==== STUDY TEXT
Attending the O'Reilly Strata Conference, I received lots of food for thought about the future of Big Data, as well as further validation that Pervasive DataRushTM is a good framework to respond to many of the information explosion challenges now or soon to be facing organizations. Here are some of my takeaways from this insightful event.
Manager, Product Marketing
Information is Black Gold
Metamarkets CTO Mike Driscoll told technology executives to think ‘oil' when it comes to information. Driscoll, quoting Gartner's Peter Sondergaard, stresses, "Information will be the ‘oil of the 21st century'. It will be the resource running our economy in ways not possible in the past." Driscoll describes Big Data as the ‘tar sands' of the information economy, containing valuable stores of information, but that are expensive to extract. Once extracted, the challenge is to analyze the data, using it to learn and predict.
Driscoll sees three major forces driving Big Data:
- Ubiquitous sensor networks (mobile phones, as an example).
- Cloud computing obviating the need to manage compute power. Drawing an analogy to an electric grid, Driscoll says that businesses don't invest capital in power generation, and the cloud enables a similar trend for compute power.
- Machine learning, with Driscoll citing the progress made in the DARPA grand challenge and the Netflix prize.
Other emerging trends Driscoll has a pulse on are:
- The Need for Data Scientists: Already in short supply, the demand for data scientists is growing. Companies are looking for those with interdisciplinary skills in math, statistics, bioinformatics, physics, programming (and hacking) skills, and, above all, curiosity. In fact, many speakers ended their presentations with a message to data scientists: We're hiring.
- The Rise of Data Publishers (i.e., the reassertion of control by data producers): Companies recognize the value of their own data and are pulling back from third-party data processors.
- The End of Privacy (or the Rethinking of Privacy): The view that visibility of personal data can be restricted is shifting to one inclined to restricting allowed usage of that data. In other words, policing usage will become more prevalent.
- The Rise of Data Start-ups: A class of companies is emerging whose supply chains consist of nothing but data. Their inputs are collected through partnerships or from publicly available sources, processed, and transformed into traffic predictions, news aggregations, or real estate valuations. Data start-ups are the wildcatters of the information age, searching for opportunities across the data landscape.
Data science, Driscoll firmly believes, can solve big problems to organizations-namely, making sense of the world and scaling-up decision making. As a case in point, he cites the use of data mining to reduce health care costs by identifying the neediest patients and improving their health care.
Read more of Driscoll's commentary.
Traditional BI and Applications are Complimentary
Dr. Barry Devlin of 9sight Consulting, an industry founder of the DW industry with over 30 years in DW and BI, suggests that Traditional BI (and its database-centric approach), with its emphasis on consistency, traceability, and data quality, and Applications, built on technologies like Hadoop and MapReduce, with support for large, rapidly changing datasets, are complementary approaches to handling the information explosion organizations face.
========
==== RECORDS SUPPLIED
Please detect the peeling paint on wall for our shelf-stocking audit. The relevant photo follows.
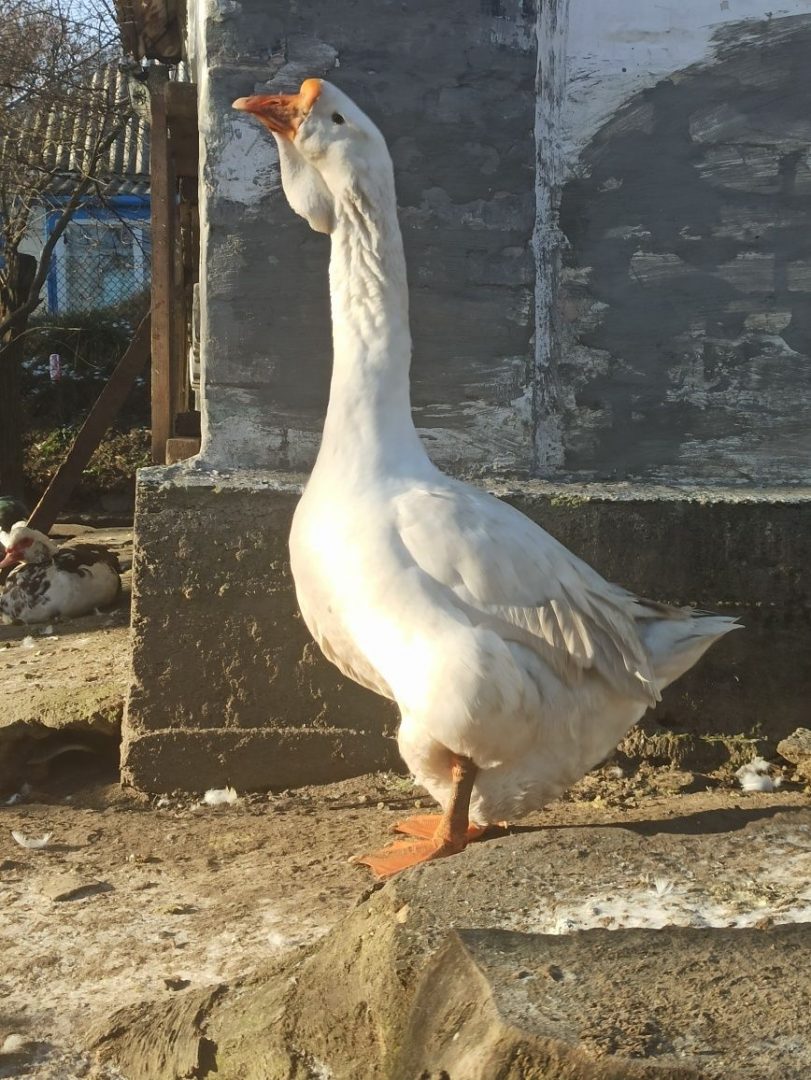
[558,16,811,483]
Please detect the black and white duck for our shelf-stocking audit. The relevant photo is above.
[0,522,121,623]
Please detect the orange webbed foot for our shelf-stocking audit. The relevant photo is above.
[352,839,464,878]
[392,813,485,843]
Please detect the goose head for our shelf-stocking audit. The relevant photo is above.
[0,522,58,567]
[233,79,392,232]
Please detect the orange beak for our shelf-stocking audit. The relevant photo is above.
[0,548,23,570]
[233,79,321,140]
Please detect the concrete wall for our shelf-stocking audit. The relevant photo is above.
[554,0,811,483]
[191,0,811,483]
[193,0,536,471]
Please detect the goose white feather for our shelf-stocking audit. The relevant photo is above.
[0,522,121,633]
[234,80,735,838]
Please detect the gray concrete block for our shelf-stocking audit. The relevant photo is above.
[123,465,811,791]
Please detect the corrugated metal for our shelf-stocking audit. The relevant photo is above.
[44,64,149,194]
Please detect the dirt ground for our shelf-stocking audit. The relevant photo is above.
[0,755,808,1080]
[0,527,811,1080]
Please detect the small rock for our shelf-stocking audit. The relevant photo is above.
[778,728,811,780]
[42,874,112,903]
[0,1031,32,1057]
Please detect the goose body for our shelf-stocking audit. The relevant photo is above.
[234,86,735,875]
[0,522,121,623]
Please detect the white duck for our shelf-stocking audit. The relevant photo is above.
[234,79,735,876]
[0,522,121,623]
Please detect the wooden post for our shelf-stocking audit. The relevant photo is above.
[28,314,150,532]
[148,66,177,464]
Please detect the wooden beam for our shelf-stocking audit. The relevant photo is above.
[28,314,150,532]
[147,67,177,464]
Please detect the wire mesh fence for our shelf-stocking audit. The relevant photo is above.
[46,197,151,314]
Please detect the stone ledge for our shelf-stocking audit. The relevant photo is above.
[121,727,401,792]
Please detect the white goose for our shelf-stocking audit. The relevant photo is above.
[0,522,121,623]
[234,79,735,876]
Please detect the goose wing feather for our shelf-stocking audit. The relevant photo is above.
[395,484,673,704]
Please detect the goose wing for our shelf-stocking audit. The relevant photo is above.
[395,484,665,704]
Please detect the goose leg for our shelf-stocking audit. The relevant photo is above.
[353,754,482,877]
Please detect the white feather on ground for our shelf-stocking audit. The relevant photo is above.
[203,786,240,807]
[11,828,54,851]
[735,757,783,792]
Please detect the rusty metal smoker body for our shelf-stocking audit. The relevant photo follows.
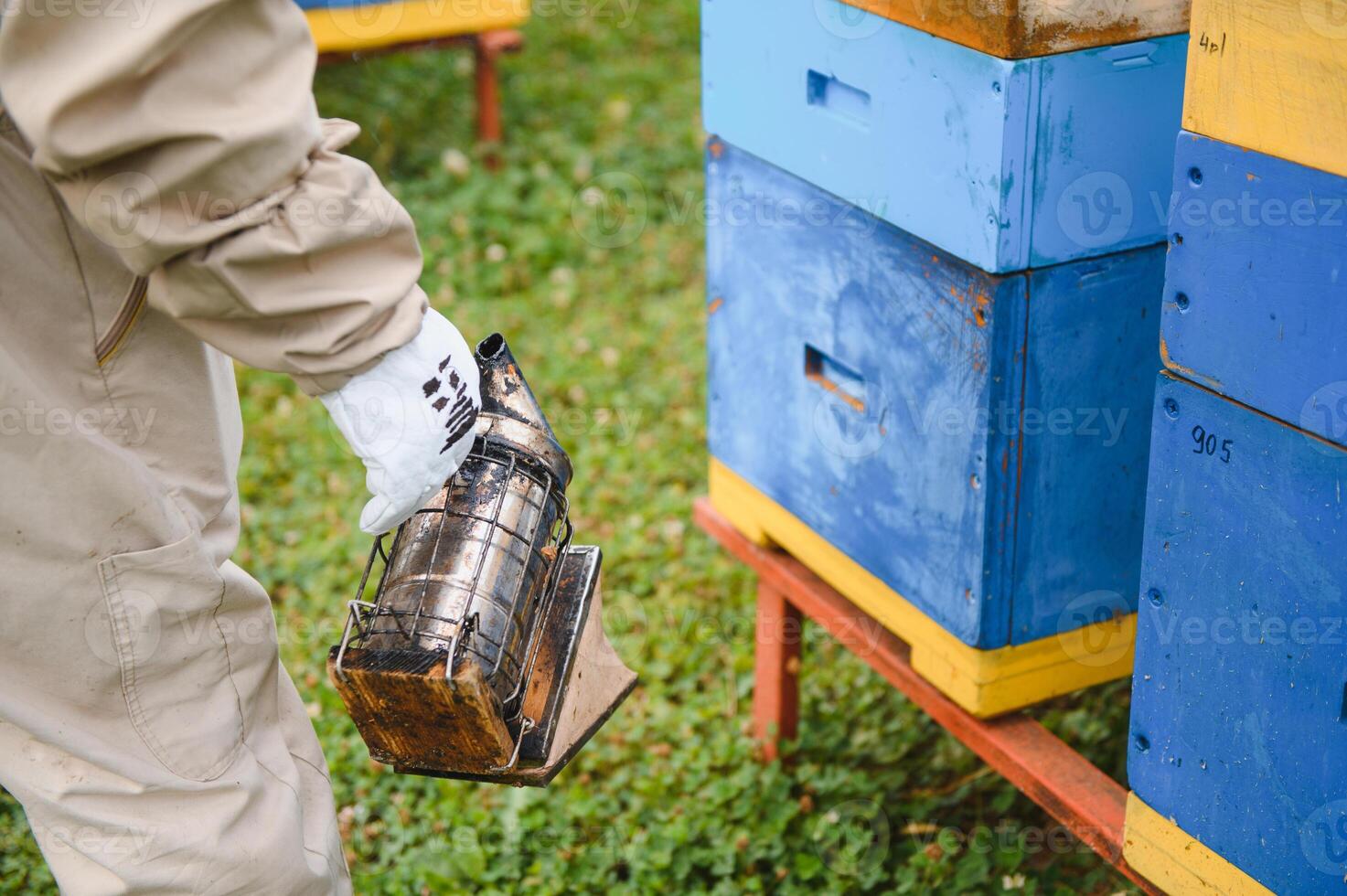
[330,334,635,783]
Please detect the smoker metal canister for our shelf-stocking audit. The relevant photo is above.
[361,334,572,703]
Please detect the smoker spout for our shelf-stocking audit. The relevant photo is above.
[476,333,572,489]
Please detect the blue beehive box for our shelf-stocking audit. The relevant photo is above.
[1162,132,1347,444]
[1126,375,1347,893]
[707,137,1164,716]
[701,0,1188,272]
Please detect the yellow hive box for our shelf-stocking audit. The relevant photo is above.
[1184,0,1347,176]
[300,0,529,52]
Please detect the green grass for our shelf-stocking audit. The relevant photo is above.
[0,0,1128,895]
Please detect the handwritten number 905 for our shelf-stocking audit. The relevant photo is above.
[1192,423,1235,464]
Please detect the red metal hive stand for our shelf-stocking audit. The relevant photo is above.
[694,498,1161,893]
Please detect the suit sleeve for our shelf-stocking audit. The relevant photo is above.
[0,0,425,393]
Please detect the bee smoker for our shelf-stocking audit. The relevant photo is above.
[327,333,636,787]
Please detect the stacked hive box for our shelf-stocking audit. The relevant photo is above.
[1126,0,1347,893]
[701,0,1187,716]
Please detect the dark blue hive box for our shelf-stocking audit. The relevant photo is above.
[707,137,1164,716]
[1162,132,1347,444]
[1126,375,1347,893]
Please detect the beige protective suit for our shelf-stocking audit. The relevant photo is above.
[0,0,425,893]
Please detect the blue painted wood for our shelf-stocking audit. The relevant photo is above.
[1162,132,1347,444]
[1128,375,1347,893]
[707,139,1164,648]
[701,0,1188,272]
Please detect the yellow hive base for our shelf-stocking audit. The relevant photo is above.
[1122,794,1272,896]
[305,0,528,52]
[710,458,1137,717]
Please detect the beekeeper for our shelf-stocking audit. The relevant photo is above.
[0,0,478,893]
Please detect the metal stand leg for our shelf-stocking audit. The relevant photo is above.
[473,31,524,168]
[753,582,804,762]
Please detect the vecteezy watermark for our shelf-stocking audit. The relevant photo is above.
[1299,0,1347,40]
[572,171,649,250]
[0,399,157,447]
[29,818,159,865]
[1299,799,1347,885]
[811,390,1131,460]
[1150,187,1347,230]
[0,0,155,28]
[1299,380,1347,458]
[1057,589,1133,668]
[83,171,404,250]
[572,162,885,250]
[1057,171,1133,250]
[1142,603,1347,646]
[809,799,892,877]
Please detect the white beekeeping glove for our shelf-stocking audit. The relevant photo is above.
[318,308,482,535]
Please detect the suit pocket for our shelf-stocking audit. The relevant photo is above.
[99,532,244,782]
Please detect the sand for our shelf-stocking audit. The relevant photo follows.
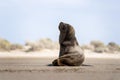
[0,50,120,80]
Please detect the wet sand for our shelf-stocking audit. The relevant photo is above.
[0,58,120,80]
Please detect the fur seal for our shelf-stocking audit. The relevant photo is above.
[52,22,85,66]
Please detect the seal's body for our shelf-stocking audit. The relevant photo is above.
[52,22,84,66]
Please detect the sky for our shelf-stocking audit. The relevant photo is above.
[0,0,120,44]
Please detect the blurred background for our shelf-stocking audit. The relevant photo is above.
[0,0,120,44]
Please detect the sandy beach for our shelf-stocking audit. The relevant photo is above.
[0,50,120,80]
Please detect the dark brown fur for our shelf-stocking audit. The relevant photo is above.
[52,22,84,66]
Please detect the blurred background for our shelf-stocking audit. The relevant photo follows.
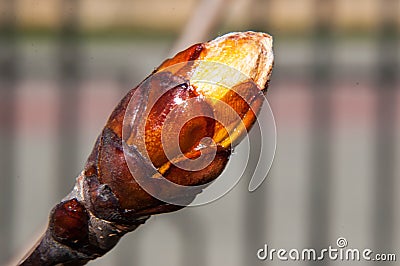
[0,0,400,266]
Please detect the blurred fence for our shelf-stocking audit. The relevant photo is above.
[0,0,400,266]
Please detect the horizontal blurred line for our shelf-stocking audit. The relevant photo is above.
[0,80,400,134]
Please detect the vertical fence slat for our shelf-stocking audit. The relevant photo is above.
========
WORK REQUEST
Can you carry on the Strata Conference takeaways from the point where the text stops? The entries play no part in this work.

OUTPUT
I found it interesting that Dr. Devlin presented Traditional BI and Applications as two worlds which need to-and can-work together. Our product Pervasive DataRush works in both spaces-on the traditional BI side, it's the basis for our Pervasive DataMatcher and Pervasive Data Profiler products and for applications, Pervasive DataRush integrates with Hadoop, accelerating MapReduce jobs up to 10x.
Take a look at Dr. Devlin's slide presentation.
The Multicore Crisis and Emerging Technologies
One of the highlights of Strata was listening to Third Nature President Mark Madsen's survey of new technologies, particularly technology innovations and systems powering the analytic database landscape today. Madsen underscored the multicore crisis and the end of Moore's law free lunch as major factors in shaping data technology.
Pre-2005, Madsen says, the trend was for CPU manufacturers to increase clock rates with every new chip, and everyone's software would automatically run faster. But increasing speed also increases power consumption and heat generated. As a remedy, CPU makers moved towards putting multiple cores on a chip. Madsen, however, points out, "Putting more engines in your car doesn't make it go faster; you need to redesign to take advantage of them. Achieving multicore performance is fundamentally different than getting a free boost from clock rates increasing." I couldn't agree more!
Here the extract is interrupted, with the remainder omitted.